= WHAT YOU HAVE TO DO =
Pull out every line below that holds the string "license", with case counting.

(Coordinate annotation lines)
┄┄┄┄┄┄┄┄┄┄

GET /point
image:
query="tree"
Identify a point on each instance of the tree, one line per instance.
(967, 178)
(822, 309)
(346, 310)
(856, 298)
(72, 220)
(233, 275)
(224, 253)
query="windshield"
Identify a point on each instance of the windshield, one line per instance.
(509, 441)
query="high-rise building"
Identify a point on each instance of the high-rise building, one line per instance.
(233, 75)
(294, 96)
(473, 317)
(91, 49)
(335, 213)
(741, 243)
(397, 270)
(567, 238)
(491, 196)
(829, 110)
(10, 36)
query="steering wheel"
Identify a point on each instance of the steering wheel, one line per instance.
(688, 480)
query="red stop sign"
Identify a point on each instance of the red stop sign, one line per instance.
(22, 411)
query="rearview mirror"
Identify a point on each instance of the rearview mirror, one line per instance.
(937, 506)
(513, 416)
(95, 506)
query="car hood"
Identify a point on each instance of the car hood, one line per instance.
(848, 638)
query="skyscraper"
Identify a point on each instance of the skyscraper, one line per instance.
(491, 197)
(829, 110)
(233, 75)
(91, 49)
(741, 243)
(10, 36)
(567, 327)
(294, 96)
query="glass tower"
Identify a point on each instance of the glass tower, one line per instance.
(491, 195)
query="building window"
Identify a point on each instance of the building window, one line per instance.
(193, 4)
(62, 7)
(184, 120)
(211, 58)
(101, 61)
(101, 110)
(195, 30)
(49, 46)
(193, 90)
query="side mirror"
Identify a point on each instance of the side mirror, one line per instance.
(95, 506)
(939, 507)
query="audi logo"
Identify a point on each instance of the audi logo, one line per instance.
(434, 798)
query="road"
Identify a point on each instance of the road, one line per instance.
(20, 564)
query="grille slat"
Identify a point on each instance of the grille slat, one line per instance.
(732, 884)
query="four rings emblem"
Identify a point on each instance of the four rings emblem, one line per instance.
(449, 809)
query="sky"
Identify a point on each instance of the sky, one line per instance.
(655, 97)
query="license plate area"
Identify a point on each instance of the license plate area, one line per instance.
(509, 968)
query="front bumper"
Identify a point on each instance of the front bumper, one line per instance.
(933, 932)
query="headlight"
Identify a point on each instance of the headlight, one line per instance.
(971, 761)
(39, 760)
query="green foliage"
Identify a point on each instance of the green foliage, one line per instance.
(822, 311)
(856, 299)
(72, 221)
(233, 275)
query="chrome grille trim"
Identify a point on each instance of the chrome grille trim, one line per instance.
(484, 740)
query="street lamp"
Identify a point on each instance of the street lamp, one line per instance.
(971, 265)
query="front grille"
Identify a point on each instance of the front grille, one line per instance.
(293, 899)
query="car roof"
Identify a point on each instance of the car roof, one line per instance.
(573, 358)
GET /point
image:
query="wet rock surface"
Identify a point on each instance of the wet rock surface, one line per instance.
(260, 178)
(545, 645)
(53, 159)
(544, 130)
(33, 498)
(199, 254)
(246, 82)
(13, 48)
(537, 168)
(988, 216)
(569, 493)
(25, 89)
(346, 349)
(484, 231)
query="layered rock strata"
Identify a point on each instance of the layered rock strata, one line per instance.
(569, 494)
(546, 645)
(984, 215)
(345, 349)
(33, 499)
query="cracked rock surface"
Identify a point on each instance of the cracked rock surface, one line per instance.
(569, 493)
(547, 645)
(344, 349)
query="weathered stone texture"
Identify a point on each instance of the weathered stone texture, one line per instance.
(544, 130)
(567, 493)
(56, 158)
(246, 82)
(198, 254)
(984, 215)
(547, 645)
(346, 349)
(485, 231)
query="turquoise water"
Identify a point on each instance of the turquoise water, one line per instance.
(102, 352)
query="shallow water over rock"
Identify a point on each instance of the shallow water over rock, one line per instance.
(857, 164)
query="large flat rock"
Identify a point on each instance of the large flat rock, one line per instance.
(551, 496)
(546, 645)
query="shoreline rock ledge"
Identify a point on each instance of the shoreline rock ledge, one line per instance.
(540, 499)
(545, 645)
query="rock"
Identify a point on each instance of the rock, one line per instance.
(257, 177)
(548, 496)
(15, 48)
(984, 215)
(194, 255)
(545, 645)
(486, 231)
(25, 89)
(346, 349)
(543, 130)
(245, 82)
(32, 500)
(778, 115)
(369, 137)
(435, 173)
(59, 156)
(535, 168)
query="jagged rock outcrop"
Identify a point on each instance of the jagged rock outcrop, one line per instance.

┄┄┄┄┄┄┄┄┄┄

= TASK RESPONSE =
query="license plate area"
Identify a point on each instance of the license plate area, one line per instance.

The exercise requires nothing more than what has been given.